▶ _Work task_
Go through the material line by line and copy each one with the word "foliage".

▶ _Data for analysis_
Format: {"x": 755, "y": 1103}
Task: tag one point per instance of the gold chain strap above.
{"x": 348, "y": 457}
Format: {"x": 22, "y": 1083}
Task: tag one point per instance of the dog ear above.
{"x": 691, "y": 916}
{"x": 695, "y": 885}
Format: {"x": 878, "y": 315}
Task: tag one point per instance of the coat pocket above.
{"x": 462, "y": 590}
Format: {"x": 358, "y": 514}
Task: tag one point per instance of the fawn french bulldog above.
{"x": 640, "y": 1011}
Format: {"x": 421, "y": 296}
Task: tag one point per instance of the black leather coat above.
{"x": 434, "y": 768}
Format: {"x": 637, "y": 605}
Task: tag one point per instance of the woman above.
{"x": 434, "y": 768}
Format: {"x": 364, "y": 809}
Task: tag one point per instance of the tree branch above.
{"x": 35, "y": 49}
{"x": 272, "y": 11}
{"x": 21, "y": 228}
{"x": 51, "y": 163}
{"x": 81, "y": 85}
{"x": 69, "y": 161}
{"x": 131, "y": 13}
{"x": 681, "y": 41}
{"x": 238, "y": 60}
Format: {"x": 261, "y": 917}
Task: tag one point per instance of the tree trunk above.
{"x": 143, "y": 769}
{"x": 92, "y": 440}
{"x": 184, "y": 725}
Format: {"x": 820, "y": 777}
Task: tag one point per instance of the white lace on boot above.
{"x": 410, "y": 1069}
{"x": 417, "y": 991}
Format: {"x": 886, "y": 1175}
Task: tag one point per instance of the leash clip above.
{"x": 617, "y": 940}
==
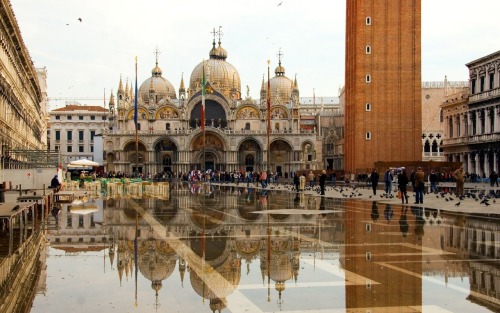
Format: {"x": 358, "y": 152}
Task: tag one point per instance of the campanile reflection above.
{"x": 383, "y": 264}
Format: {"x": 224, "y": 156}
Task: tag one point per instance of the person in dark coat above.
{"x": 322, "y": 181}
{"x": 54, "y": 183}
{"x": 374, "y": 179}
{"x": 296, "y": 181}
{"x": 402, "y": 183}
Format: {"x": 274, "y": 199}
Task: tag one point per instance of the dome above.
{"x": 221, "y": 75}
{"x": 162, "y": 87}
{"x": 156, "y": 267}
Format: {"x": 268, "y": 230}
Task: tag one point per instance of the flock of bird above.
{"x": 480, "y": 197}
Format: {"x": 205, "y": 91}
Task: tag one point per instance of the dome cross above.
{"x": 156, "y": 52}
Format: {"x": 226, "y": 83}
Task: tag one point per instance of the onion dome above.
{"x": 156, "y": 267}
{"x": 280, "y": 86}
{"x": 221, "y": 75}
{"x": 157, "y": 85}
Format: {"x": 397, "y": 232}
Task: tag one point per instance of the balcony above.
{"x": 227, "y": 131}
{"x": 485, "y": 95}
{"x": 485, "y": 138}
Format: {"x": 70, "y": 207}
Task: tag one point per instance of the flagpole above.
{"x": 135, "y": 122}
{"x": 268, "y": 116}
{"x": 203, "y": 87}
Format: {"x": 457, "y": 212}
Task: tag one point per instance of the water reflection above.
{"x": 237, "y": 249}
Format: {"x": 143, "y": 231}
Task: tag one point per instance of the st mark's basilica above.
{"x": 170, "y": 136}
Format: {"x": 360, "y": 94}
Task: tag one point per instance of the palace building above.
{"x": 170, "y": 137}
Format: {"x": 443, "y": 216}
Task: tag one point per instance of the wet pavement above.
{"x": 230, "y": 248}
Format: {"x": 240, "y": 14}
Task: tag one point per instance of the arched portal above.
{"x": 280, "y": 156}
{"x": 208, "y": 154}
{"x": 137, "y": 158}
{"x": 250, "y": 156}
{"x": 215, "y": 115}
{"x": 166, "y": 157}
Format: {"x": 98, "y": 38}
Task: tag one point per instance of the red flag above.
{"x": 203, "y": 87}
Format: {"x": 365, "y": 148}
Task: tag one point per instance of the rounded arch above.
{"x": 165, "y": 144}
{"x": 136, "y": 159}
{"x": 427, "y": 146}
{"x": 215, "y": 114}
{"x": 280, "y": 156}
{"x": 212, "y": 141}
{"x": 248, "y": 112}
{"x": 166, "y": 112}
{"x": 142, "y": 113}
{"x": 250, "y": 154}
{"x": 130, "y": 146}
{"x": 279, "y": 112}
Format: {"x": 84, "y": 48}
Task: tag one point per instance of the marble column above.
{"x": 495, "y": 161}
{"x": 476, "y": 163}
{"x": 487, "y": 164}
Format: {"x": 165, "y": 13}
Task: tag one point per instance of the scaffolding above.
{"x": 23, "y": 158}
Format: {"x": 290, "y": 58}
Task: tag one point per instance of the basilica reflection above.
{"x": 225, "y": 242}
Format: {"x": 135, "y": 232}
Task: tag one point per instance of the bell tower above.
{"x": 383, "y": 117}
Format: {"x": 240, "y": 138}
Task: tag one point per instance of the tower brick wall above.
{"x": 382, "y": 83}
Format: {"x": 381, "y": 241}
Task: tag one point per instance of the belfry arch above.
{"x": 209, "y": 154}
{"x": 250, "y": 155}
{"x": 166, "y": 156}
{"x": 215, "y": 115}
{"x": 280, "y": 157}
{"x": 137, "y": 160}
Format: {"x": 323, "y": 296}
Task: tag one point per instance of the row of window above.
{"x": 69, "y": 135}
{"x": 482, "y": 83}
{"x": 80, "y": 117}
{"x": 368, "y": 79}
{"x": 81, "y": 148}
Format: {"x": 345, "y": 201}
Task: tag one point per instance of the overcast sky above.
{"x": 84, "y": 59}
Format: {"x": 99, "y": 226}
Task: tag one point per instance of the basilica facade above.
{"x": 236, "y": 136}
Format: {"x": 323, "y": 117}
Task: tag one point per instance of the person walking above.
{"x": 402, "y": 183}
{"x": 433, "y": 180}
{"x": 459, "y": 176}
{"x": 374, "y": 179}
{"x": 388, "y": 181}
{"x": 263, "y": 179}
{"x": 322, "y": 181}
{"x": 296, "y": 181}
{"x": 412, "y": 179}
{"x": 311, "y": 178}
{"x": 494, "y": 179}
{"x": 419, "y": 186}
...
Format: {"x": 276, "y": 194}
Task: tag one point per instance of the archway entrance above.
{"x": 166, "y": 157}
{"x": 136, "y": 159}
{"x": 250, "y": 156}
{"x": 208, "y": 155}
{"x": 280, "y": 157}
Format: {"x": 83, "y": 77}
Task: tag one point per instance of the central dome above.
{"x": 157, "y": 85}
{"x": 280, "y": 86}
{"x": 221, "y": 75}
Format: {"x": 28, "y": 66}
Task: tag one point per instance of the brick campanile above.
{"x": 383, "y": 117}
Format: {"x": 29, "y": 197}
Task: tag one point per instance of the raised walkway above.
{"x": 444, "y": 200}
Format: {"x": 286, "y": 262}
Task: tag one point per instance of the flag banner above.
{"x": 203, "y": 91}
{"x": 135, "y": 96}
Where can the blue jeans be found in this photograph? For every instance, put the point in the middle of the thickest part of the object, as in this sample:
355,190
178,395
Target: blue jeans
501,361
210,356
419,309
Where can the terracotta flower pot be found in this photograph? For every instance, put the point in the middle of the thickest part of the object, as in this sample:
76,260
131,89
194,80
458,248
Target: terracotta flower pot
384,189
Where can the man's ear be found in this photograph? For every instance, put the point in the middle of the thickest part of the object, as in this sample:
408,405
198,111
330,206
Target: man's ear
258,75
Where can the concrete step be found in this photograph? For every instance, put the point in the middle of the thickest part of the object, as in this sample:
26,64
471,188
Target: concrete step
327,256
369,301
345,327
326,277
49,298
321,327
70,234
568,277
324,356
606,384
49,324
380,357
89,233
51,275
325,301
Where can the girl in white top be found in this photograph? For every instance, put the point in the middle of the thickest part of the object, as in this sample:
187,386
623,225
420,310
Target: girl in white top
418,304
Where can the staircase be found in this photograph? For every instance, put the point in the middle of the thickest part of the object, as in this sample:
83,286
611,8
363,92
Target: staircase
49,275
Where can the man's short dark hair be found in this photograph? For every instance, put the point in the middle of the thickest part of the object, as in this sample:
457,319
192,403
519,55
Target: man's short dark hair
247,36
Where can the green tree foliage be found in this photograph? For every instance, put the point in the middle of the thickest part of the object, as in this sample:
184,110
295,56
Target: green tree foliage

▶ _Finished exercise_
Where can the green tree foliage be found in this photograph? For every instance, put the point in the middle of the thickest part of the object, as in this sample:
Target: green tree foliage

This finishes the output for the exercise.